**Brano di partenza**.
•••••

La natura pubblicistica della funzione svolta ed il ruolo assunto in concreto dall'Amministrazione penitenziaria sono evenienze che assumono rilevanza anche nella verifica delle modalità di partecipazione del soggetto pubblico alla richiamata fase impugnatoria: le considerazioni ora svolte conducono, infatti, ad escludere l'applicabilità delle disposizioni che riguardano l'impugnazione proposta per i soli interessi civili (art. 573 c.p.p.) dalle altre parti private presenti nel giudizio penale, come pure della norma che impone, nei casi da ultimo richiamati, il ministero di un difensore (art. 100 c.p.p.), per la disomogeneità sostanziale dei termini di riferimento.

In assenza di ragioni limitative di ordine sistematico, derivanti dalle forme di partecipazione delle parti private al processo penale, deve osservarsi che proprio il carattere unitario del procedimento giurisdizionale di merito, complessivamente delineato dalle disposizioni di cui all'art. 35-bis ord. pen., consente di affermare che la possibilità di costituzione informale da parte dell'Amministrazione, espressamente prevista dall'art. 35-bis, comma 1, ord. pen. nella fase promossa dal reclamo-istanza del detenuto, di competenza del magistrato di sorveglianza, è legittima anche nella successiva fase del reclamo-impugnazione, innanzi al tribunale di sorveglianza, a mente del comma 4, dell'art. 35-bis, citato.

L'evidenziata semplificazione dell'esercizio del contraddittorio, delineata dal combinato disposto degli artt. 35-bis, comma 1, e 35-ter, comma 1, ord. pen., deve ritenersi immanente nelle fasi di merito del procedimento giurisdizionale di prossimità di cui si tratta, compresa la fase del reclamo-impugnazione, che pure apre una fase in cui al tribunale di sorveglianza spetta la rivalutazione del contenuto della prima decisione. Pertanto, risulta deformalizzato, anche in riferimento alle generali previsioni di cui al r.d. n. 1611 del 1933, il potere di reclamo ai sensi del comma 4 dell'art. 35-bis ord. pen., che può essere esercitato da parte dell'Amministrazione penitenziaria, senza l'assistenza dell'Avvocatura.

Deve quindi affermarsi il seguente principio di diritto:

"Il reclamo-impugnazione di cui all'art. 35-bis, comma 4, ord. pen. può essere proposto dall'Amministrazione penitenziaria senza il patrocinio e l'assistenza dell'Avvocatura dello Stato".

•••••

**Righe fornite**.
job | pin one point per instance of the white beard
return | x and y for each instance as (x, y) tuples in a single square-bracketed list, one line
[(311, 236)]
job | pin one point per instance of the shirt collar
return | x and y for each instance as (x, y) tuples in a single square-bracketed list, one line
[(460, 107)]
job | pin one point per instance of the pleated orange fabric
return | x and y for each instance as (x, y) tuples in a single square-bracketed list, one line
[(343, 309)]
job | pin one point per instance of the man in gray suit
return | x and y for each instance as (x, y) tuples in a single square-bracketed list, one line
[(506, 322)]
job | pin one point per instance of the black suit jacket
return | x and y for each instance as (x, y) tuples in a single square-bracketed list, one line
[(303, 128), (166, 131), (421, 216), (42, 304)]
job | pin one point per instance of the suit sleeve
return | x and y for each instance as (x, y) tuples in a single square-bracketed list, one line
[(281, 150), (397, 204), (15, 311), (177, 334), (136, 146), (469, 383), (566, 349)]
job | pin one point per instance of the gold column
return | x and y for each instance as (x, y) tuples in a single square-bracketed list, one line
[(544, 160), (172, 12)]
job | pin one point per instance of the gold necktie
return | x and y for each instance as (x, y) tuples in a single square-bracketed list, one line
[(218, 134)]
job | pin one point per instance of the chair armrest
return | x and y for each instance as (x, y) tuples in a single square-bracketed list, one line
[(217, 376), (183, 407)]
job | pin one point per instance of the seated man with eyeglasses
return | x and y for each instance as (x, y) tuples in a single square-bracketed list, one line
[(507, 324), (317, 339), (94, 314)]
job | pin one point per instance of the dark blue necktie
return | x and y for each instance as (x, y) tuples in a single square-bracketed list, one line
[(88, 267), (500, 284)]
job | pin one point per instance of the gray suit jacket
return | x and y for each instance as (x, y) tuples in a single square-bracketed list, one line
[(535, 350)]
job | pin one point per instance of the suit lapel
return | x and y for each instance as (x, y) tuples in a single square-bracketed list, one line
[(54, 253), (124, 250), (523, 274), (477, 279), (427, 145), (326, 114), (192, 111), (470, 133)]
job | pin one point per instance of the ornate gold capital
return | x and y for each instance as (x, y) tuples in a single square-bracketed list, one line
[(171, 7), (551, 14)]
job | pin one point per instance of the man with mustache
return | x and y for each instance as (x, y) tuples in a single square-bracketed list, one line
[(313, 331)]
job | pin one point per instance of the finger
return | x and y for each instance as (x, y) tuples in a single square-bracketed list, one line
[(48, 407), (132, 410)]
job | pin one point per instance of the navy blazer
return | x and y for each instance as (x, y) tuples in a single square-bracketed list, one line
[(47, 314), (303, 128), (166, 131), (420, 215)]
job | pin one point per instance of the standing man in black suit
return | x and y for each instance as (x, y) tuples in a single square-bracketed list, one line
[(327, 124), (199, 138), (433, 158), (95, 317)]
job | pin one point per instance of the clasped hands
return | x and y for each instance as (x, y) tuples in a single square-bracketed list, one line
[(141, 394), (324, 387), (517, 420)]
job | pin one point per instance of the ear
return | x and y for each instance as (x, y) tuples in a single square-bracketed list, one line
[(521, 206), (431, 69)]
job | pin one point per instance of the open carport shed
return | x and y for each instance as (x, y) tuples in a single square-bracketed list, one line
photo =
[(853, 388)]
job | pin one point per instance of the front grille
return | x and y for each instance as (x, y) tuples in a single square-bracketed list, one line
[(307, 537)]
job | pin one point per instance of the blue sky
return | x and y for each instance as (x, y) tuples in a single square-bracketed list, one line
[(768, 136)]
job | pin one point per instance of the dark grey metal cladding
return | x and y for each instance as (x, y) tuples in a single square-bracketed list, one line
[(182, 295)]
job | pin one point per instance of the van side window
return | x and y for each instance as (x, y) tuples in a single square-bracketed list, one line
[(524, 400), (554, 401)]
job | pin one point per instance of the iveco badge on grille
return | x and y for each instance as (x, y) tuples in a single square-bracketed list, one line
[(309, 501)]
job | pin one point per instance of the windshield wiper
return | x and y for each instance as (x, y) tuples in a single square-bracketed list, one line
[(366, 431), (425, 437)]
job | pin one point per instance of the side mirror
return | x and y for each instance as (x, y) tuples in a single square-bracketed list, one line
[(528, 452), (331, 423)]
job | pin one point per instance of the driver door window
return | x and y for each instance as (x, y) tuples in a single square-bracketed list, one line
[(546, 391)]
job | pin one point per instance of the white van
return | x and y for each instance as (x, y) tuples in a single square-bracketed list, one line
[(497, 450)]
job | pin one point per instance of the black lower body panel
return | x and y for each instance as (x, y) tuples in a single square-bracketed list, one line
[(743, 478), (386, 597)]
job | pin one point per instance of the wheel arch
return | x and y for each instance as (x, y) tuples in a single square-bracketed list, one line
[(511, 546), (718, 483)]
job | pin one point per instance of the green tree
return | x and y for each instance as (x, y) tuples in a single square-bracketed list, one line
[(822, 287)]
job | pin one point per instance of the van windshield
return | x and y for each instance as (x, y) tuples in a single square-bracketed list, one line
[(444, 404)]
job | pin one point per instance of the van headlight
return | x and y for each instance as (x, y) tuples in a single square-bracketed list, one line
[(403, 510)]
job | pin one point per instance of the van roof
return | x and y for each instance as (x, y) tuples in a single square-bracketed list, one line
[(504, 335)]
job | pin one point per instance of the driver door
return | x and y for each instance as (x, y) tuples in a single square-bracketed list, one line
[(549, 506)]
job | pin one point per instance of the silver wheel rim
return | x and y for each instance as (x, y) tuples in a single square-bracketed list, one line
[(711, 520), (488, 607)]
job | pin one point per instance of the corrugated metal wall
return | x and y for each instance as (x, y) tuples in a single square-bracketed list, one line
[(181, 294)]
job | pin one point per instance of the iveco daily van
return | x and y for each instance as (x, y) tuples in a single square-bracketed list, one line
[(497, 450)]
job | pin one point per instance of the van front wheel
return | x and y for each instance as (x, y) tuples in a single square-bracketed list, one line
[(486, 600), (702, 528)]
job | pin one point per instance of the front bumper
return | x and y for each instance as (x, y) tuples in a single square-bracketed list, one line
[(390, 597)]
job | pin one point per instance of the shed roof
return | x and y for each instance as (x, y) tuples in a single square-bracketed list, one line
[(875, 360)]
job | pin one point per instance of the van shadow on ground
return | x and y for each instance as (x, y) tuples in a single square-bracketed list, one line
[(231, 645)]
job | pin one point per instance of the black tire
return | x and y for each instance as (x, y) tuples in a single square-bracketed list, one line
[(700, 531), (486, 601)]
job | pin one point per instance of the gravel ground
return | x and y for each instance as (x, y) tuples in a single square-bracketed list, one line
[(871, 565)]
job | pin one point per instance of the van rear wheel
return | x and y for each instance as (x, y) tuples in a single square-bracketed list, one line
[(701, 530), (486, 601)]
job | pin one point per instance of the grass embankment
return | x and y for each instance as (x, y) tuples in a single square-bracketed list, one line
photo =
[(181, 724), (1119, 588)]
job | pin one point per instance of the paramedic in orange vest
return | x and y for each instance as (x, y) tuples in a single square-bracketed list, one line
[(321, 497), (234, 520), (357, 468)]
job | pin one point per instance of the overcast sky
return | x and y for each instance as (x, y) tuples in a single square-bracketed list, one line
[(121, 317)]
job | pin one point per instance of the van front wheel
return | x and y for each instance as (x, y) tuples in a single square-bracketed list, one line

•••••

**Parti dell'esercizio**.
**A)** Riproduci alla lettera il tratto del brano dalle parole "L'evidenziata semplificazione dell'esercizio" fino alle parole "senza l'assistenza dell'Avvocatura.".
**B)** Per favore, prosegui il brano sul reclamo dell'Amministrazione penitenziaria dal punto in cui si interrompe.
Le righe non hanno alcun legame con il brano.

**Esiti delle consegne**.
**A)**
L'evidenziata semplificazione dell'esercizio del contraddittorio, delineata dal combinato disposto degli artt. 35-bis, comma 1, e 35-ter, comma 1, ord. pen., deve ritenersi immanente nelle fasi di merito del procedimento giurisdizionale di prossimità di cui si tratta, compresa la fase del reclamo-impugnazione, che pure apre una fase in cui al tribunale di sorveglianza spetta la rivalutazione del contenuto della prima decisione. Pertanto, risulta deformalizzato, anche in riferimento alle generali previsioni di cui al r.d. n. 1611 del 1933, il potere di reclamo ai sensi del comma 4 dell'art. 35-bis ord. pen., che può essere esercitato da parte dell'Amministrazione penitenziaria, senza l'assistenza dell'Avvocatura.

**B)**
3. Esclusa, per quanto detto, la sussistenza di profili di inammissibilità del reclamo proposto dall'Amministrazione penitenziaria nella fase di merito del procedimento, si rileva che il ricorso per cassazione, proposto dal Ministero della giustizia, mediante l'Avvocatura generale dello Stato, è infondato.

L'Amministrazione afferma che il diritto azionato dal detenuto David T., ex art. 35-ter ord. pen., con istanza proposta in data 8 luglio 2014, sia da ritenere prescritto, in riferimento al periodo di carcerazione anteriore al quinquiennio decorrente dal 28 giugno 2014, data di entrata in vigore del d.l. n. 92 del 2014; ovvero dalla data di presentazione dell'istanza di cui si tratta. L'assunto muove dal rilievo che l'azionato diritto al ristoro del pregiudizio da detenzione in condizioni degradate preesisteva al d.l. n. 92 del 2014; e che la relativa azione, di natura risarcitoria ed inquadrabile come forma di responsabilità extracontrattuale, fosse esperibile dal detenuto anche prima della introduzione nell'ordinamento penitenziario dell'istituto in esame.

Le Sezioni unite, nel censire la questione dedotta dalla parte ricorrente, sono chiamate dunque a soffermarsi sul tema della preesistenza, o meno, rispetto alla novella del 2014, del diritto concretamente azionato dal detenuto in costanza di restrizione, ai sensi dell'art. 35-ter, commi 1 e 2, ord. pen., per condizioni di detenzione disumane e degradanti; e sulla eventuale decorrenza del termine di prescrizione rispetto agli eventi generatori di danno per violazione dell'art. 3 CEDU, verificatisi prima della entrata in vigore del d.l. n. 92 del 2014.

Restano, di converso, estranei dallo spettro della presente analisi, per difetto di rilevanza, i temi afferenti alla funzione indennitaria o risarcitoria del rimedio ex art. 35-ter ord. pen. ed alla natura contrattuale o extracontrattuale della responsabilità, come pure gli ambiti funzionali dei termini prescrizionali e decadenziali in riferimento alla disciplina transitoria, dettata dall'art. 2, d.l. n. 92 del 2014, temi costituenti oggetto del citato ricorso pendente avanti alle Sezioni unite civili della Suprema Corte.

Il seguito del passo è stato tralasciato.